--- Text passage ---

[BRLTTY] Linux console hacking (was: Re: Footsteps towards better accessibility in Linux)

Wed Apr 15 15:22:34 UTC 2026

On Wed, 15 Apr 2026, Aura Kelloniemi wrote:

> Hi,
> 
> On 2026-04-15 at 01:47 +0200, Samuel Thibault <samuel.thibault at ens-lyon.org> wrote:
>  > Nicolas Pitre, le jeu. 09 avril 2026 23:12:06 -0400, a ecrit:
>  > > Done — the protocol now handles grapheme clusters with a three-layer 
>  > > approach (single codepoint, continuation cells, overflow area) and the 
>  > > cell width field covers the whole cluster. See the updated design 
>  > > document attached.
> 
>  > I'm a bit afraid of the complexity of the dynamic allocation of the
>  > overflow entry. I agree that adding a limitation to 8 combining
>  > codepoints brings static limitation, but conversely there have been
>  > vulnerabilities found due to unbound combining codepoints management,
>  > and for easier adoption, the protocol should be quite simple.
> 
> IMHO, if there is a static limitation, it should be futureproof – i.e. insely
> big – like 16 or 32. But of course bumping the protocol version sometimes
> should be acceptable.

There are no static limitations, unless you consider 4294967296 a 
practical limitation that is.

1. Common case: The cell's codepoint field holds a single UCS-4 value. 
   No combining marks.

2. Double-width characters: The adjacent cell (width=0) can hold one 
   additional codepoint for a combining mark. The reader collects 
   codepoints from the primary cell and its adjacent cell to form the 
   full cluster. This covers most emojis.

3. Overflow: When more codepoints are needed than fit in available cells 
   (e.g., single-width base with combiners, or more combiners than the 
   adjacent cell in the double-width case), the cell's codepoint field 
   is set to a special value: 0xFF000000 | offset. The offset is a byte 
   offset from the start of the shm segment to the overflow entry.  The 
   overflow entry contains the full codepoint sequence as:

     uint32_t count;         (number of codepoints, uint32 for alignment;
                              longest known natural-language cluster is
                              about 9 codepoints)
     uint32_t codepoints[];  (the codepoint sequence)

So the actual limit might be the 24-bit offset, meaning that the last 
overflow codepoint sequence must not start more than 16777216 bytes 
away. And of course, multiple cells may refer to the same sequence in 
the overflow area.

Note to self: Make the offset relative to the overflow area, and make 
the index 32-bit based. That will push the limit above 256MB.

Nicolas

---

To do: Reproduce the full message above on handling grapheme clusters in the Linux console protocol, word for word.

--- Provided records ---

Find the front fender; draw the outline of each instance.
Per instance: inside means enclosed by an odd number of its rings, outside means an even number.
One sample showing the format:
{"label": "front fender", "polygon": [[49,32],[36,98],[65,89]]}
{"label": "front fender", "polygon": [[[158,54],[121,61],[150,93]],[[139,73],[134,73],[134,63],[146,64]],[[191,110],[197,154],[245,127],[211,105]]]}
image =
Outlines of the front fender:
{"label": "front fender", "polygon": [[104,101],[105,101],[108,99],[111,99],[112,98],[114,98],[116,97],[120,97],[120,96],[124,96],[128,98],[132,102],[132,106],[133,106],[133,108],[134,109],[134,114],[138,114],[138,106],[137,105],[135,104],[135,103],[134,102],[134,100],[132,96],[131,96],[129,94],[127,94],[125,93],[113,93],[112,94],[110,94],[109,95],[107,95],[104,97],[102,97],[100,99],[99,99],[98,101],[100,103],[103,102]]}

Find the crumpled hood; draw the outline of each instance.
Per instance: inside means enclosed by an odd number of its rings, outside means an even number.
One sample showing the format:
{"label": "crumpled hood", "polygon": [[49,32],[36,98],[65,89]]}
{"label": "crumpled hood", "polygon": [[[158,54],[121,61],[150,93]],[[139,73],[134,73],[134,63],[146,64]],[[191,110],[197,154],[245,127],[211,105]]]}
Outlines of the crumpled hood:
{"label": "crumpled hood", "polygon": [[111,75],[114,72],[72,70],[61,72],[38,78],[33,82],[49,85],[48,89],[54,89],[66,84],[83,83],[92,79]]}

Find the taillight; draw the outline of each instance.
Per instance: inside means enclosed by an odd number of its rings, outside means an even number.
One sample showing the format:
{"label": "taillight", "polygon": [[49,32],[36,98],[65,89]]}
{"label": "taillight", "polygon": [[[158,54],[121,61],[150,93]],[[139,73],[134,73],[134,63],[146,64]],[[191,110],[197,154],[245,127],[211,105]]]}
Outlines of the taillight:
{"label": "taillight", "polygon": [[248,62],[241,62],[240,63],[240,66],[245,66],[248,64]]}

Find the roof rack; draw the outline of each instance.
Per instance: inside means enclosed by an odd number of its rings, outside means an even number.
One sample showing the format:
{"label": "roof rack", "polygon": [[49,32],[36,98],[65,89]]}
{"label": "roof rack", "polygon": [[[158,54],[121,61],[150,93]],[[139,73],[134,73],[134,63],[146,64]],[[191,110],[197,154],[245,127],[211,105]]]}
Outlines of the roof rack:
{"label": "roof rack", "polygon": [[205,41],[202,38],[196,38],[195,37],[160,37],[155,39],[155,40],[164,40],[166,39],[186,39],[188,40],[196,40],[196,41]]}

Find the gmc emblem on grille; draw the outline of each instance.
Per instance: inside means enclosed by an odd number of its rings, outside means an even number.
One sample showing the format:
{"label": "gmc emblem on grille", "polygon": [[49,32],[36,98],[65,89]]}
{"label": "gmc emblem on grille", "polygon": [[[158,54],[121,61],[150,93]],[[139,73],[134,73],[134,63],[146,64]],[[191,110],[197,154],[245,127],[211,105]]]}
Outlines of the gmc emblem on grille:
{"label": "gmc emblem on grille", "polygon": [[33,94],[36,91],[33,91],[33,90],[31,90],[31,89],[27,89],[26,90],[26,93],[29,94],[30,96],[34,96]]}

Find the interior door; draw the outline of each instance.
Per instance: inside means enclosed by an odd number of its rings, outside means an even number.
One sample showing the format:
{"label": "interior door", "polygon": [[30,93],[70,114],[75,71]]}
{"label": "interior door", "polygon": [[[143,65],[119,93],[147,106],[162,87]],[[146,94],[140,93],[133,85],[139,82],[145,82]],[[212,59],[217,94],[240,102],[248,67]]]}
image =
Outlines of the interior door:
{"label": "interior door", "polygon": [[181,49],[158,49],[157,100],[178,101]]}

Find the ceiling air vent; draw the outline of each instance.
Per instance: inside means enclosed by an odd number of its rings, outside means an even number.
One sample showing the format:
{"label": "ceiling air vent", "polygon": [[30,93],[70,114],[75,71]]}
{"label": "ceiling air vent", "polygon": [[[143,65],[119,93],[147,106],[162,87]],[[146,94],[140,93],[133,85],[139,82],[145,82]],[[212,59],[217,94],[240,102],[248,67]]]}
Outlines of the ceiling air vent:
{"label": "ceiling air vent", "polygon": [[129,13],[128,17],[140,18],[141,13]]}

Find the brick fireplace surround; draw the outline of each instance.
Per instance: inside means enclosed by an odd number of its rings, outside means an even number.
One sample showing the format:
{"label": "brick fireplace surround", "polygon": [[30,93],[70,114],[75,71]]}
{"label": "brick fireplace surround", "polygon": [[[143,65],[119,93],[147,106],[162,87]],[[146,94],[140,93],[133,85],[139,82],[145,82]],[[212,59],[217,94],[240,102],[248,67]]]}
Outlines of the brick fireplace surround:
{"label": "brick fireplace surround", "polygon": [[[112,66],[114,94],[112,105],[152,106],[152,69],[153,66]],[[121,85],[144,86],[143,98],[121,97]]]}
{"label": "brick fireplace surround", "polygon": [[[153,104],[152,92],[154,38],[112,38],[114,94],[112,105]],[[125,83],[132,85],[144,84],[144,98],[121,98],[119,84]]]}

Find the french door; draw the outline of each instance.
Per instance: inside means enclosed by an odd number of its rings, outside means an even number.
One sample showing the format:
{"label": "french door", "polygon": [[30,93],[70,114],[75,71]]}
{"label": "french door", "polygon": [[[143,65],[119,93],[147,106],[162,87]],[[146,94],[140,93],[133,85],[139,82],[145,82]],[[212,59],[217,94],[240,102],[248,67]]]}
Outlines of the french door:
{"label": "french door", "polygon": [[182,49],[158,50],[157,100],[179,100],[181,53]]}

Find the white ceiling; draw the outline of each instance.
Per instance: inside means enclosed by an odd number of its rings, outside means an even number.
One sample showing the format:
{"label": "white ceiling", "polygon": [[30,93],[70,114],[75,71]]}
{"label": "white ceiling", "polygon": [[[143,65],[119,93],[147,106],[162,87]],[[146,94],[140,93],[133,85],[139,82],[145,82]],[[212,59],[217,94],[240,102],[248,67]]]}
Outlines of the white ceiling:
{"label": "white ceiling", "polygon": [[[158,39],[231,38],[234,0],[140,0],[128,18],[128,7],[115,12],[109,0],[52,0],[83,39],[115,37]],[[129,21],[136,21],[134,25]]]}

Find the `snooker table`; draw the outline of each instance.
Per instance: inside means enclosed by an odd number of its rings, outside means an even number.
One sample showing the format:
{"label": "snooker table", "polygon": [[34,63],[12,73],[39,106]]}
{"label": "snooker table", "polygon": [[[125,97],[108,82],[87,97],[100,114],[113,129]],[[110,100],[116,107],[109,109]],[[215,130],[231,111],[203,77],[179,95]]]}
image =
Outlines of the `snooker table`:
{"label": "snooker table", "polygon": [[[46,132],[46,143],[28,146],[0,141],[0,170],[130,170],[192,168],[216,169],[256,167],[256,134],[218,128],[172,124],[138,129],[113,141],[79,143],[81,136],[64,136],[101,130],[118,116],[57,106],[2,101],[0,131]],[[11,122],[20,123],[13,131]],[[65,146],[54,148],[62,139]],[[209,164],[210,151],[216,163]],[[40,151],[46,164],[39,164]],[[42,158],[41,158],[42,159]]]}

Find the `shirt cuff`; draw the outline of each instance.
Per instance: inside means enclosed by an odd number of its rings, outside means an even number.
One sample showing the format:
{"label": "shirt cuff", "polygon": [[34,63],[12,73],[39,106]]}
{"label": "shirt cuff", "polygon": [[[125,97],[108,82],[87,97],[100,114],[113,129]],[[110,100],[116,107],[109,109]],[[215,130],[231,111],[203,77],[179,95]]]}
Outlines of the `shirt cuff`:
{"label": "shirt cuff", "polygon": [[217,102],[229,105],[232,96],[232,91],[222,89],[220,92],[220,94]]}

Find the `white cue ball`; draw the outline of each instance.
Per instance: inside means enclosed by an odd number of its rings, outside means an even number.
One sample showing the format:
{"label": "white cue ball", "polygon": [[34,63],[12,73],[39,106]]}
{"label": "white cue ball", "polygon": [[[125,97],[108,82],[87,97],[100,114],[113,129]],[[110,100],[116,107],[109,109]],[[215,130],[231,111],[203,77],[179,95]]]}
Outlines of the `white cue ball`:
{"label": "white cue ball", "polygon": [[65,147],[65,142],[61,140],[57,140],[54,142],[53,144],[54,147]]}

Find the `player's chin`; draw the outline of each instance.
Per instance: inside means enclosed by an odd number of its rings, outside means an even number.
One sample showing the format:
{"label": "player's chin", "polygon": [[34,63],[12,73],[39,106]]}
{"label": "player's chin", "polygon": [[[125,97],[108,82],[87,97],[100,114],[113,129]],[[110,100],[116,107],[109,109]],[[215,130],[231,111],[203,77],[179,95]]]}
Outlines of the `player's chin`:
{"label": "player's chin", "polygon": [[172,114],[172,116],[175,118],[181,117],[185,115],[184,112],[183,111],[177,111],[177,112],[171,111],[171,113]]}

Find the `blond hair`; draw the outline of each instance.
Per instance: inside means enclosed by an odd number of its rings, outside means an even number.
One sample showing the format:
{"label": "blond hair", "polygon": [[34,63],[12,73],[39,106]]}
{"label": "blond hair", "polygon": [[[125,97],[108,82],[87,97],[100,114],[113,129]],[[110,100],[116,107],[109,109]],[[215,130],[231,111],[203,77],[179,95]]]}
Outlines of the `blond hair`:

---

Answer to this exercise:
[BRLTTY] Linux console hacking (was: Re: Footsteps towards better accessibility in Linux)

Wed Apr 15 15:22:34 UTC 2026

On Wed, 15 Apr 2026, Aura Kelloniemi wrote:

> Hi,
> 
> On 2026-04-15 at 01:47 +0200, Samuel Thibault <samuel.thibault at ens-lyon.org> wrote:
>  > Nicolas Pitre, le jeu. 09 avril 2026 23:12:06 -0400, a ecrit:
>  > > Done — the protocol now handles grapheme clusters with a three-layer 
>  > > approach (single codepoint, continuation cells, overflow area) and the 
>  > > cell width field covers the whole cluster. See the updated design 
>  > > document attached.
> 
>  > I'm a bit afraid of the complexity of the dynamic allocation of the
>  > overflow entry. I agree that adding a limitation to 8 combining
>  > codepoints brings static limitation, but conversely there have been
>  > vulnerabilities found due to unbound combining codepoints management,
>  > and for easier adoption, the protocol should be quite simple.
> 
> IMHO, if there is a static limitation, it should be futureproof – i.e. insely
> big – like 16 or 32. But of course bumping the protocol version sometimes
> should be acceptable.

There are no static limitations, unless you consider 4294967296 a 
practical limitation that is.

1. Common case: The cell's codepoint field holds a single UCS-4 value. 
   No combining marks.

2. Double-width characters: The adjacent cell (width=0) can hold one 
   additional codepoint for a combining mark. The reader collects 
   codepoints from the primary cell and its adjacent cell to form the 
   full cluster. This covers most emojis.

3. Overflow: When more codepoints are needed than fit in available cells 
   (e.g., single-width base with combiners, or more combiners than the 
   adjacent cell in the double-width case), the cell's codepoint field 
   is set to a special value: 0xFF000000 | offset. The offset is a byte 
   offset from the start of the shm segment to the overflow entry.  The 
   overflow entry contains the full codepoint sequence as:

     uint32_t count;         (number of codepoints, uint32 for alignment;
                              longest known natural-language cluster is
                              about 9 codepoints)
     uint32_t codepoints[];  (the codepoint sequence)

So the actual limit might be the 24-bit offset, meaning that the last 
overflow codepoint sequence must not start more than 16777216 bytes 
away. And of course, multiple cells may refer to the same sequence in 
the overflow area.

Note to self: Make the offset relative to the overflow area, and make 
the index 32-bit based. That will push the limit above 256MB.

Nicolas